What is needed is the number of lines below that contain the word "water", with no other output.

[Start of section]

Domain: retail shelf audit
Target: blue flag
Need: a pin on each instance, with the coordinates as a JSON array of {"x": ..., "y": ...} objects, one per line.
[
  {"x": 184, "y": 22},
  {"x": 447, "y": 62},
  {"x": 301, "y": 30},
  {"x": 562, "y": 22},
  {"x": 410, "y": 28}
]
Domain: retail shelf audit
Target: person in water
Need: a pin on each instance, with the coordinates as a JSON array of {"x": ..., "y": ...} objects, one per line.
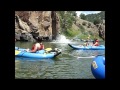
[
  {"x": 36, "y": 47},
  {"x": 96, "y": 42}
]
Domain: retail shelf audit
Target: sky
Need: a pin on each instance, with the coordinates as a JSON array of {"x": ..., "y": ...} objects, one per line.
[{"x": 86, "y": 12}]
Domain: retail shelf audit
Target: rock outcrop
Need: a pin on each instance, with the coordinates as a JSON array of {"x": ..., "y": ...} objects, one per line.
[{"x": 36, "y": 25}]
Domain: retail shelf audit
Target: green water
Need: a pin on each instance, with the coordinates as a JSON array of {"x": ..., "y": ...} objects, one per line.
[{"x": 65, "y": 66}]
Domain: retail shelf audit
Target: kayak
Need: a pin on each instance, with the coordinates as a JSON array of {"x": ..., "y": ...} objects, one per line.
[
  {"x": 41, "y": 54},
  {"x": 98, "y": 67},
  {"x": 100, "y": 47}
]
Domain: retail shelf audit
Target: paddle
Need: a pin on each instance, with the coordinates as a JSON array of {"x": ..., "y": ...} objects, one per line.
[
  {"x": 17, "y": 52},
  {"x": 46, "y": 50}
]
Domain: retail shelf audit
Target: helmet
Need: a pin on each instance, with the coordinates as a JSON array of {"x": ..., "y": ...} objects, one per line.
[{"x": 96, "y": 40}]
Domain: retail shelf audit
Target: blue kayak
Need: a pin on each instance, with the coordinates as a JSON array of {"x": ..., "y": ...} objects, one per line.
[
  {"x": 41, "y": 54},
  {"x": 100, "y": 47},
  {"x": 98, "y": 67}
]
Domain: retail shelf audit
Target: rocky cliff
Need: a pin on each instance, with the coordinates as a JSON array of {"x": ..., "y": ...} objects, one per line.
[{"x": 36, "y": 25}]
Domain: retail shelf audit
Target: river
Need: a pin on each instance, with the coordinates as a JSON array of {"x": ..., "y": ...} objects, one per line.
[{"x": 68, "y": 65}]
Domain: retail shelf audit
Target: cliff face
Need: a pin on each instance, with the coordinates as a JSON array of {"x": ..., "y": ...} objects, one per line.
[
  {"x": 36, "y": 25},
  {"x": 96, "y": 30}
]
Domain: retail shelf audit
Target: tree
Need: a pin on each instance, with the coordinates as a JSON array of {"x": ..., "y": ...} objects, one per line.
[
  {"x": 97, "y": 21},
  {"x": 82, "y": 16}
]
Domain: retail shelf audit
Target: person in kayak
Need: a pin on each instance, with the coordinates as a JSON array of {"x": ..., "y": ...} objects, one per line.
[
  {"x": 36, "y": 47},
  {"x": 96, "y": 42}
]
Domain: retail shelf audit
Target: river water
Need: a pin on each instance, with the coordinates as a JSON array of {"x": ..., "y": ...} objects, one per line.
[{"x": 68, "y": 65}]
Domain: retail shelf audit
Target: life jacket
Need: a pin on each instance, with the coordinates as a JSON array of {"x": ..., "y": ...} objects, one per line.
[
  {"x": 41, "y": 47},
  {"x": 97, "y": 44}
]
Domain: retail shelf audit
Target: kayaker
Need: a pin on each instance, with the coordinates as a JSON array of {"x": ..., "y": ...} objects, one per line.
[
  {"x": 96, "y": 43},
  {"x": 36, "y": 47}
]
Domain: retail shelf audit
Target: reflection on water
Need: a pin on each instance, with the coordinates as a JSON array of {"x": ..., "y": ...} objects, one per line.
[{"x": 65, "y": 66}]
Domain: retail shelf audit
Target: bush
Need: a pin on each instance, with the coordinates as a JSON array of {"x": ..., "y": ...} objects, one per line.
[{"x": 82, "y": 16}]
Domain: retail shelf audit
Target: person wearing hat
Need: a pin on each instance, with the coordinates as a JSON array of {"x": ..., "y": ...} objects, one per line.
[
  {"x": 36, "y": 47},
  {"x": 96, "y": 43}
]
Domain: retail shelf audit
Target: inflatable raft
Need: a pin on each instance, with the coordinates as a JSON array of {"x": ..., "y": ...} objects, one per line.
[
  {"x": 98, "y": 67},
  {"x": 100, "y": 47},
  {"x": 41, "y": 54}
]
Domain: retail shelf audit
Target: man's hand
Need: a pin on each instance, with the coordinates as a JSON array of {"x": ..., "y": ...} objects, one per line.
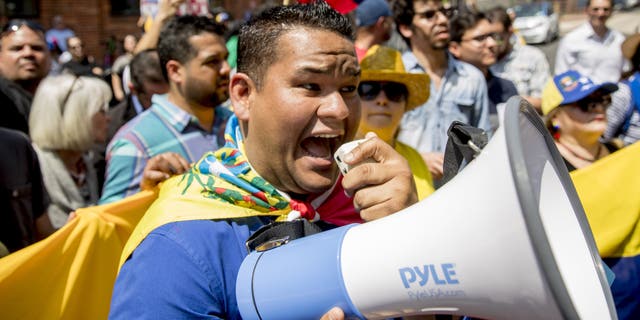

[End of section]

■ Problem solution ■
4